WHAT IS BEING ASKED: Could you render all of the material below as a Markdown table with one row per line, using the columns Row and Entry, and leaving out any blank lines?

THE INPUT:
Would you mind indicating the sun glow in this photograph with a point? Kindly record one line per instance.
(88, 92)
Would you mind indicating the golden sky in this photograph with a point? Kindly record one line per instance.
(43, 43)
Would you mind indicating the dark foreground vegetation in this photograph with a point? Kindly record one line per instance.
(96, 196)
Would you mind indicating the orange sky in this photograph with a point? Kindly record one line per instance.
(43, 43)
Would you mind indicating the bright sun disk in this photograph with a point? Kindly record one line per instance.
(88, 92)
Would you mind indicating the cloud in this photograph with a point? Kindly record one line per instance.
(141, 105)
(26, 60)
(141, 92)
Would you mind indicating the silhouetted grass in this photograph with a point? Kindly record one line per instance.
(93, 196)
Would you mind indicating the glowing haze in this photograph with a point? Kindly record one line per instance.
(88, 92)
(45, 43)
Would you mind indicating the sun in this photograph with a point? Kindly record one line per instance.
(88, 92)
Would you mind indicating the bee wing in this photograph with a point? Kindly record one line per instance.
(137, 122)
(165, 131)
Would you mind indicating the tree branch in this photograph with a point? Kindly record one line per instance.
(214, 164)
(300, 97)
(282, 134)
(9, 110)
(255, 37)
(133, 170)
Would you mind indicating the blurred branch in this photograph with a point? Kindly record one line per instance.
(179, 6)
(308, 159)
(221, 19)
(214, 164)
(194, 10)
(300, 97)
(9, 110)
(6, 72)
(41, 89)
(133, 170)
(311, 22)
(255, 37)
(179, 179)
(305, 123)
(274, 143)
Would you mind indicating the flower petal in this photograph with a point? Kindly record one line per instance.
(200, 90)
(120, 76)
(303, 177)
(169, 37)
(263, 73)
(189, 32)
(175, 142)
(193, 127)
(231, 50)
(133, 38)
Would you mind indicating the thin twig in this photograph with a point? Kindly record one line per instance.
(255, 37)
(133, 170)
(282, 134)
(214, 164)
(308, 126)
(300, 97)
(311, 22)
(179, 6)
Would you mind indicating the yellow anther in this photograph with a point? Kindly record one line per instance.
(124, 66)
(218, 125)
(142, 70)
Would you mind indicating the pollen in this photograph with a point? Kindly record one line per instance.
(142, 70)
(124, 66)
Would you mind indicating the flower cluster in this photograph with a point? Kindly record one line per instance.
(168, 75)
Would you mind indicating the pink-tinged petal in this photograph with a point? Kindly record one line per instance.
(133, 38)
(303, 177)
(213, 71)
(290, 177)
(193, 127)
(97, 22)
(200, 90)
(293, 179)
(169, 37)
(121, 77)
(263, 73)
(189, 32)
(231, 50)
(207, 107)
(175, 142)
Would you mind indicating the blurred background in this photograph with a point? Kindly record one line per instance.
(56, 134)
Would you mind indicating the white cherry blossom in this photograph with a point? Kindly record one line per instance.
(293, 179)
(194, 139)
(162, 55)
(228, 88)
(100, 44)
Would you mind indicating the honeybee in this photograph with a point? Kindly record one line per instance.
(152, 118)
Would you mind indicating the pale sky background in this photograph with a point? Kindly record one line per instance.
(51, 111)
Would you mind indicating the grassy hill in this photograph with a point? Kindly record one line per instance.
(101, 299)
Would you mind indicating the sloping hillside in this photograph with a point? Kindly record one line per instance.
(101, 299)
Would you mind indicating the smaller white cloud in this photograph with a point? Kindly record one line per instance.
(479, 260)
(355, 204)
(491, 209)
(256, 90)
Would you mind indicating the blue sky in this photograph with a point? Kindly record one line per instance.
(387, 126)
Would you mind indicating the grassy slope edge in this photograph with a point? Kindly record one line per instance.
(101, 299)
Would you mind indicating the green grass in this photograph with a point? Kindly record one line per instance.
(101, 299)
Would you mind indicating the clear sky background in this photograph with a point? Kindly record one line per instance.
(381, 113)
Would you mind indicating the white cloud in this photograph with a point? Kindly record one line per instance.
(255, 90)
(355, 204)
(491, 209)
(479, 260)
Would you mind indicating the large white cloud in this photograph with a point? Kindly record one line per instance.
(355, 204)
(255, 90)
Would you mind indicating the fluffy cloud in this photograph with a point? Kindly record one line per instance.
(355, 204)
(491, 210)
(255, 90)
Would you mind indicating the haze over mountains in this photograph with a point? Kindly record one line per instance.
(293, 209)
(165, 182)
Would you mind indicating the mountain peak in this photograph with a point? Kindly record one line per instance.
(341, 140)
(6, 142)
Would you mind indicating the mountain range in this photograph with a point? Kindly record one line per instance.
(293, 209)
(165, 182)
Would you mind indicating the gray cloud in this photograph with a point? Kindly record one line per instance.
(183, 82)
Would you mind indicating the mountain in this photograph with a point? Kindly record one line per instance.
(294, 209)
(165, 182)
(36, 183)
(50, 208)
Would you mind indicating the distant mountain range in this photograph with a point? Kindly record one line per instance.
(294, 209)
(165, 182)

RESULT OF THE EXERCISE:
| Row | Entry |
|---|---|
| 1 | Would you mind indicating the sun glow in this photograph with a point? Kindly record one line per instance. |
| 2 | (88, 92) |
| 3 | Would you mind indicating the golden sky in this photograph with a point? Kindly record one line per instance. |
| 4 | (43, 43) |
| 5 | Would you mind indicating the dark foreground vegetation in this photograph with a point? Kindly record one line per instance. |
| 6 | (96, 196) |
| 7 | Would you mind indicating the orange sky in this photograph with a point? Kindly record one line per instance. |
| 8 | (43, 43) |
| 9 | Would you mind indicating the bright sun disk in this photograph with a point? Kindly record one line per instance. |
| 10 | (88, 92) |
| 11 | Would you mind indicating the cloud in this photograph with a point? Kindly record one line per instance. |
| 12 | (141, 105) |
| 13 | (26, 60) |
| 14 | (141, 92) |
| 15 | Would you mind indicating the silhouetted grass in this photograph with a point? Kindly record one line per instance. |
| 16 | (93, 196) |
| 17 | Would you mind indicating the glowing haze in this photograph with a point? Kindly record one line per instance. |
| 18 | (88, 92) |
| 19 | (45, 43) |
| 20 | Would you mind indicating the sun in this photograph with a point? Kindly record one line per instance. |
| 21 | (88, 92) |
| 22 | Would you mind indicating the bee wing in this photograph with a point? Kindly record one line per instance. |
| 23 | (137, 122) |
| 24 | (165, 131) |
| 25 | Would you mind indicating the tree branch in this photograph with a point? Kindly record one line per instance. |
| 26 | (214, 164) |
| 27 | (300, 97) |
| 28 | (282, 134) |
| 29 | (9, 110) |
| 30 | (255, 37) |
| 31 | (133, 170) |
| 32 | Would you mind indicating the blurred branch in this photograph with a point? Kindly record one line per instance. |
| 33 | (179, 6) |
| 34 | (308, 159) |
| 35 | (221, 19) |
| 36 | (214, 164) |
| 37 | (194, 10) |
| 38 | (300, 97) |
| 39 | (9, 110) |
| 40 | (6, 72) |
| 41 | (41, 89) |
| 42 | (133, 170) |
| 43 | (311, 22) |
| 44 | (255, 37) |
| 45 | (179, 179) |
| 46 | (305, 123) |
| 47 | (274, 143) |
| 48 | Would you mind indicating the flower petal in this photograph with a point? Kindly record one line per instance. |
| 49 | (200, 90) |
| 50 | (120, 76) |
| 51 | (303, 177) |
| 52 | (169, 37) |
| 53 | (263, 73) |
| 54 | (189, 32) |
| 55 | (175, 142) |
| 56 | (193, 127) |
| 57 | (231, 50) |
| 58 | (133, 38) |
| 59 | Would you mind indicating the thin twig in this photograph with a point? Kindly record one line per instance. |
| 60 | (255, 37) |
| 61 | (133, 170) |
| 62 | (282, 134) |
| 63 | (214, 164) |
| 64 | (308, 126) |
| 65 | (300, 97) |
| 66 | (311, 22) |
| 67 | (179, 6) |
| 68 | Would you mind indicating the yellow anther in this photograph with a point? Kindly record one line per instance. |
| 69 | (124, 66) |
| 70 | (218, 125) |
| 71 | (142, 70) |
| 72 | Would you mind indicating the pollen in this photograph with a point? Kindly record one line per instance. |
| 73 | (142, 70) |
| 74 | (124, 66) |
| 75 | Would you mind indicating the flower cluster in this photograph with a point? Kindly record one line per instance. |
| 76 | (168, 75) |
| 77 | Would you mind indicating the pink-tinged petal in this photograph with a point? Kindly record one line per instance. |
| 78 | (133, 38) |
| 79 | (303, 177) |
| 80 | (213, 71) |
| 81 | (290, 177) |
| 82 | (193, 127) |
| 83 | (97, 22) |
| 84 | (200, 90) |
| 85 | (293, 179) |
| 86 | (169, 37) |
| 87 | (121, 77) |
| 88 | (263, 73) |
| 89 | (189, 32) |
| 90 | (231, 50) |
| 91 | (207, 107) |
| 92 | (175, 142) |
| 93 | Would you mind indicating the blurred background in this photograph with a point? Kindly record one line per instance. |
| 94 | (56, 134) |
| 95 | Would you mind indicating the white cherry blossom in this photograph with a point? Kindly record one line per instance. |
| 96 | (293, 179) |
| 97 | (194, 139) |
| 98 | (162, 55) |
| 99 | (228, 88) |
| 100 | (100, 44) |
| 101 | Would you mind indicating the honeybee in this photograph with a point? Kindly record one line per instance. |
| 102 | (152, 118) |
| 103 | Would you mind indicating the pale sky background in this photograph with a point? Kindly record one line per instance. |
| 104 | (51, 111) |
| 105 | Would you mind indicating the grassy hill in this photograph with a point? Kindly record one line per instance. |
| 106 | (101, 299) |
| 107 | Would you mind indicating the sloping hillside in this photograph with a point? Kindly record one line per instance. |
| 108 | (101, 299) |
| 109 | Would you mind indicating the smaller white cloud in this photograph with a point? Kindly record one line per instance. |
| 110 | (479, 260) |
| 111 | (355, 204) |
| 112 | (491, 209) |
| 113 | (256, 90) |
| 114 | Would you mind indicating the blue sky in this photograph with a point? Kindly record one line per instance. |
| 115 | (387, 126) |
| 116 | Would you mind indicating the grassy slope edge in this photograph with a point? Kindly record one line per instance. |
| 117 | (101, 299) |
| 118 | Would you mind indicating the green grass in this photograph with a point? Kindly record one line per instance. |
| 119 | (101, 299) |
| 120 | Would you mind indicating the clear sky background in this photograph with a point? Kindly record one line per instance. |
| 121 | (381, 113) |
| 122 | Would you mind indicating the white cloud in this photograph with a point? Kindly record one line per instance. |
| 123 | (255, 90) |
| 124 | (355, 204) |
| 125 | (491, 209) |
| 126 | (479, 260) |
| 127 | Would you mind indicating the large white cloud in this photograph with a point? Kindly record one line per instance. |
| 128 | (355, 204) |
| 129 | (255, 90) |
| 130 | Would you mind indicating the fluffy cloud in this photograph with a point? Kindly record one line per instance. |
| 131 | (355, 204) |
| 132 | (491, 210) |
| 133 | (255, 90) |
| 134 | Would you mind indicating the haze over mountains in this photograph with a point? Kindly record one line per instance. |
| 135 | (293, 209) |
| 136 | (165, 182) |
| 137 | Would you mind indicating the mountain peak in this photograph with a point? Kindly record one line per instance. |
| 138 | (341, 140) |
| 139 | (6, 142) |
| 140 | Would you mind indicating the mountain range in this photograph with a point? Kindly record one line per instance. |
| 141 | (293, 209) |
| 142 | (165, 182) |
| 143 | Would you mind indicating the gray cloud in this photograph with a point? Kindly record one line per instance. |
| 144 | (183, 82) |
| 145 | Would you mind indicating the mountain in this photograph with a point? Kindly record one line per instance. |
| 146 | (294, 209) |
| 147 | (165, 182) |
| 148 | (36, 183) |
| 149 | (50, 208) |
| 150 | Would you mind indicating the distant mountain range in this photograph with a point? Kindly record one line per instance. |
| 151 | (294, 209) |
| 152 | (165, 182) |